* Tasks for this exercise:
1: Reproduce, word for word, the stretch of the sailing report from "A lesson learned" through "contact with water.".
2: In the sailing report, when will the 2015 Cup de Vela be sailed on the Olympic course area?

* Given text:
--

With outstanding speed, they then climbed rapidly up the ladder to finish second overall to the New Zealand pairing of Peter Burling and Blair Tuke, the London 2012 Silver medallists.
The London Gold Medallists were easily the boat of the day, outsailing their Kiwi rivals, with better speed upwind and down and it's very likely that had Jensen not been laid low the overall result would have been much closer, even different.
Outteridge commented: “Obviously the water here isn’t very clean and with the thunderstorms and lots of rain there’s a lot of crap that’s being pushed on to the racecourse and we’re subject to this.
'It’s like sailing in Rio and you have to take the right precautions. In Rio everyone knows it’s dirty and takes precautions accordingly and looks after themselves. Here everyone gets told it's just muddy water, but there’s a lot of filth in there as well.”
A lesson learned on just how debilitating illness can be on sailor’s regatta performance.
The spotlight will return to Rio in December when the 2015 Cup de Vela is sailed on the Olympic course area.
There was an independent, five-month analysis published July 30 of samples from each of the venues where athletes will have contact with water.
The results showed dangerously high levels of disease-causing viruses from human sewage at all water venues for next year's games, with an expert's risk assessment saying it was an almost certainty athletes would be infected by viruses.
That doesn't automatically mean an athlete would fall ill — that depends on numerous factors, including their immune system.
Brazilian virologist Fernando Spilki of Feevale University to test Rio's waters for three types of human adenovirus, as well as rotavirus, enterovirus and bacterial faecal coliforms. The viruses can cause stomach and respiratory ailments that would easily knock an athlete out of competition. The viruses can cause more serious, though rarer, ailments including heart and brain inflammation.

--

* Information shown:
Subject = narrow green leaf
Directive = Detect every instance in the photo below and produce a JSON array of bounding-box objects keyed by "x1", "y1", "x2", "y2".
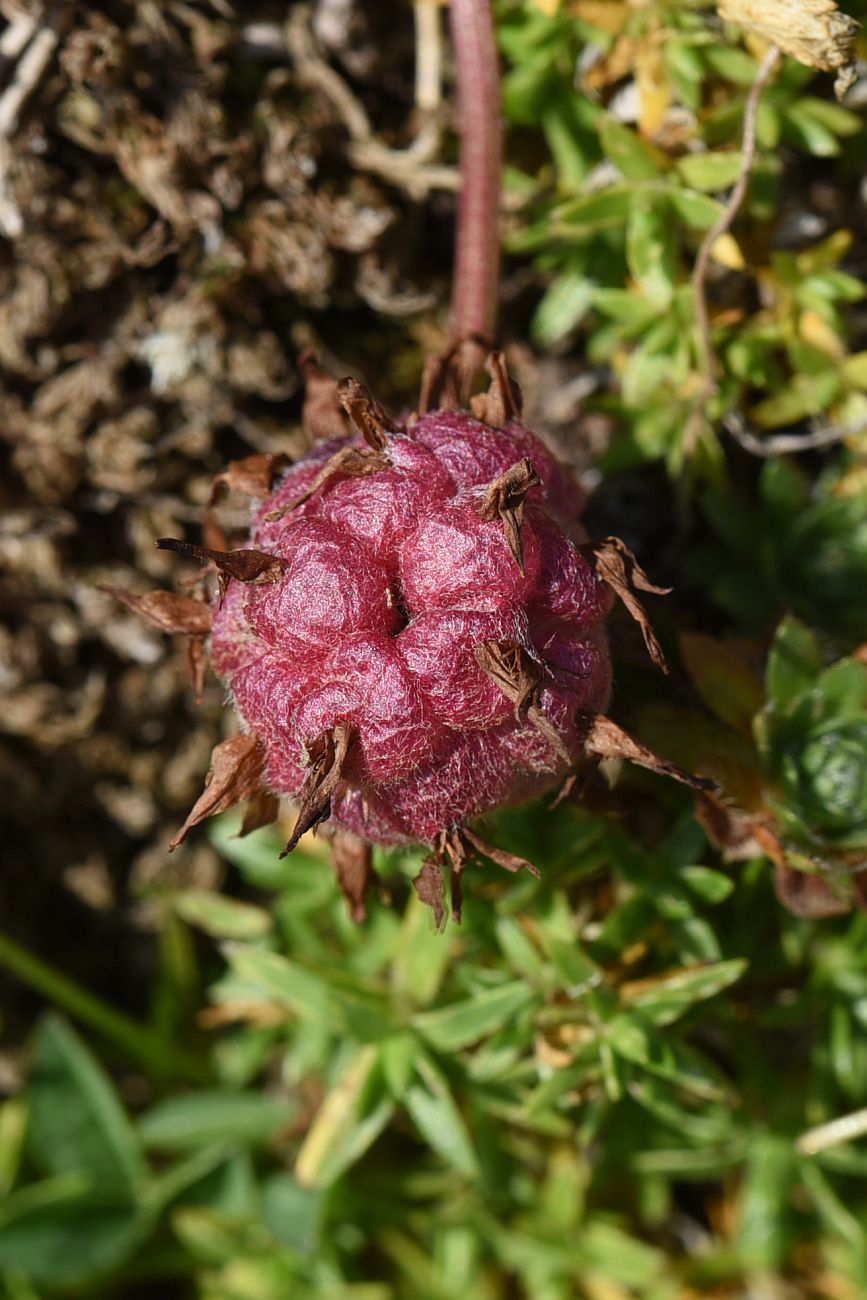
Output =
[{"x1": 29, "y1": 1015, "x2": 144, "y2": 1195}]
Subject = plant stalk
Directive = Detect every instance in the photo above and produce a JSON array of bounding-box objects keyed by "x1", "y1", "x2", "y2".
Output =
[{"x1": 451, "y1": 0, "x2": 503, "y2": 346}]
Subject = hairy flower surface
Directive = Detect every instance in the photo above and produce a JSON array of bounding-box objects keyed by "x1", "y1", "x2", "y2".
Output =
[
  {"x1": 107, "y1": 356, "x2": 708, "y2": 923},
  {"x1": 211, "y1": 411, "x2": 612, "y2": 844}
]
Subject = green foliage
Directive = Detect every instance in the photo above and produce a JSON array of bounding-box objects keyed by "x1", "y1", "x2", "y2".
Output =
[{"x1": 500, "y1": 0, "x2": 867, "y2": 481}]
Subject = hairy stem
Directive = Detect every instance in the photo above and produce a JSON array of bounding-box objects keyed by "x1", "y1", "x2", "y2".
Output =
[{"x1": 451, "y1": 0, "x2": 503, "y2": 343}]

--

* Responses to the exercise:
1:
A lesson learned on just how debilitating illness can be on sailor’s regatta performance.
The spotlight will return to Rio in December when the 2015 Cup de Vela is sailed on the Olympic course area.
There was an independent, five-month analysis published July 30 of samples from each of the venues where athletes will have contact with water.

2: In December.